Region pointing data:
┄┄┄┄┄┄
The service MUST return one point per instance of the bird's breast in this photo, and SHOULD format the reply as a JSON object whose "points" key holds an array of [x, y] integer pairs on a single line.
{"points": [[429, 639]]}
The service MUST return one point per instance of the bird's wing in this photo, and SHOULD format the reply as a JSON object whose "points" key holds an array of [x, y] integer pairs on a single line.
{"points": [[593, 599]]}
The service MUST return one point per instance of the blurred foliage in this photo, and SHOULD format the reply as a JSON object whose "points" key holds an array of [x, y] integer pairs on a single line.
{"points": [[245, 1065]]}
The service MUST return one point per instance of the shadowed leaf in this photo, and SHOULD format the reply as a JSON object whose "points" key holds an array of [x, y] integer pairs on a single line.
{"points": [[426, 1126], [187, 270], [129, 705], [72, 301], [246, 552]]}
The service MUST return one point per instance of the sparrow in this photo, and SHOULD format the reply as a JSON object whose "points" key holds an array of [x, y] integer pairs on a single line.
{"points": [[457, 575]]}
┄┄┄┄┄┄
== EXERCISE AIM ==
The answer should be an exact copy of the data.

== YOUR RESPONSE ==
The service MUST return one point per instance of the bird's breast in this photo, and SHOULD format the reply as a JSON object whose "points" key holds an array of [x, y] integer pairs on a single line.
{"points": [[429, 639]]}
The service MUST return one point per instance of the bird's wing in this photo, and SHOULD format the reply as a JSON object whose "points" key holds an array of [x, y] integer pairs on a single line.
{"points": [[593, 599]]}
The service MUST return one point per instance of the blurred foliage in this photo, and SHOULD format the reply as a JSON object whose "points" key holds an array of [x, y] integer pairs on a single line.
{"points": [[245, 1065]]}
The service MUST return one point per instance of the shadowed leaf in this photo, and SHOULD format the reply as a JSON object whose "points" key holds an array of [x, y] integer pairs on a single line.
{"points": [[426, 1126], [187, 270], [129, 705], [72, 301], [246, 552]]}
The service MUST return one point per instance of the sparrow in this photo, and SHOULD format the reply as a JSON object whose "points" key holds an array of [x, y] integer pairs on a single line.
{"points": [[457, 575]]}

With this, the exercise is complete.